*提供文章:*
====

第2回「【読書術】誰にでもできる1冊30分で読む方法。」
はじめまして。しんや(Instagram:shinya__books)です。僕は「ちょっと知的な本紹介」というコンセプトでInstagramをメインにSNSで本の紹介を行っています。ありがたいことに、現在はSNS総フォロワー17万人を超えております。
今、僕が率直に感じていることは、本の情報を必要としている人が想像以上に多いということです。昨今、ネガティブな話題が多い本の業界ですが、何気ない僕の本の紹介に17万人もの方々が目を向けてくれるくらい本の情報が必要とされているということを考えると、微力でも僕の大好きな本や読書のためにやれることがあるんじゃないかと思うようになりました。
そんな中で、こちらの「今は読めていない人のための読書案内」の連載では、「本への苦手意識はあるけど、いつかは読めるようになりたい」「昔はよく読んでいたけど、最近は忙しくて読めなくなった」という方に向けて、読みやすくてタメになるおすすめ本の紹介や本の読み方、本を実生活に活かすコツなどについて書いていきます。

====

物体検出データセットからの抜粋

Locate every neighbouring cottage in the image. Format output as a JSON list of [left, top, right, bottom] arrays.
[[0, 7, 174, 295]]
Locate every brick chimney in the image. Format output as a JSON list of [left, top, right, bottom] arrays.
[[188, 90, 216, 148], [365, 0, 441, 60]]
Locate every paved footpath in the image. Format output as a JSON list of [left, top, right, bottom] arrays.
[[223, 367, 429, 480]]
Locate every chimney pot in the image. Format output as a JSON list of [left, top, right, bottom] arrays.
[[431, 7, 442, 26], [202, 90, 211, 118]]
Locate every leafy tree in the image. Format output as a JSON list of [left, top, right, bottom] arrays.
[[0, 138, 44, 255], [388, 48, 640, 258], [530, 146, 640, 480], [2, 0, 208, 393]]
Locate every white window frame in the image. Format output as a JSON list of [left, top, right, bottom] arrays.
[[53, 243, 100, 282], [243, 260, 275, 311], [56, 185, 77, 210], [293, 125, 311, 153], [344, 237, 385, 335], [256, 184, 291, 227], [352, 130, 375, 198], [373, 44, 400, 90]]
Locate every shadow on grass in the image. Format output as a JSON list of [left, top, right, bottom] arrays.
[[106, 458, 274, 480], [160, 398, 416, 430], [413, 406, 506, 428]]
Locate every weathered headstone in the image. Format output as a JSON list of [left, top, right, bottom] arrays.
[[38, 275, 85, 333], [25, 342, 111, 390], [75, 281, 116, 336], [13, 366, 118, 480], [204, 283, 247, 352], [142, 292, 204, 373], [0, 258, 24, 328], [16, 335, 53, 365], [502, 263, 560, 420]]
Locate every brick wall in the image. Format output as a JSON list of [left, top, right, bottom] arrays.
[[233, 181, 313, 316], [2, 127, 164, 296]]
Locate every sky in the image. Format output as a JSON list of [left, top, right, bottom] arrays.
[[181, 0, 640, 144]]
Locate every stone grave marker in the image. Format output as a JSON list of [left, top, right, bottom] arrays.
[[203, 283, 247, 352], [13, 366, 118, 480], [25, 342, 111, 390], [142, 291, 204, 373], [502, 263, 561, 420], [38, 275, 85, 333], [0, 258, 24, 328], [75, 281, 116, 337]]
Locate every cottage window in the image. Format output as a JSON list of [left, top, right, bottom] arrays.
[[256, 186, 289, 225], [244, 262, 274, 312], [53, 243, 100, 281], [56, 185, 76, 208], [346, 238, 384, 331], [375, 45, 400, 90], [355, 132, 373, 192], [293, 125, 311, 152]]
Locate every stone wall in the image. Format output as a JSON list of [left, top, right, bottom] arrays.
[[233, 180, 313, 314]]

====

*課題内容:* 上にある読書術についての文章を、一字一句変えずに全文書き写してください。

*解答:*
第2回「【読書術】誰にでもできる1冊30分で読む方法。」
はじめまして。しんや(Instagram:shinya__books)です。僕は「ちょっと知的な本紹介」というコンセプトでInstagramをメインにSNSで本の紹介を行っています。ありがたいことに、現在はSNS総フォロワー17万人を超えております。
今、僕が率直に感じていることは、本の情報を必要としている人が想像以上に多いということです。昨今、ネガティブな話題が多い本の業界ですが、何気ない僕の本の紹介に17万人もの方々が目を向けてくれるくらい本の情報が必要とされているということを考えると、微力でも僕の大好きな本や読書のためにやれることがあるんじゃないかと思うようになりました。
そんな中で、こちらの「今は読めていない人のための読書案内」の連載では、「本への苦手意識はあるけど、いつかは読めるようになりたい」「昔はよく読んでいたけど、最近は忙しくて読めなくなった」という方に向けて、読みやすくてタメになるおすすめ本の紹介や本の読み方、本を実生活に活かすコツなどについて書いていきます。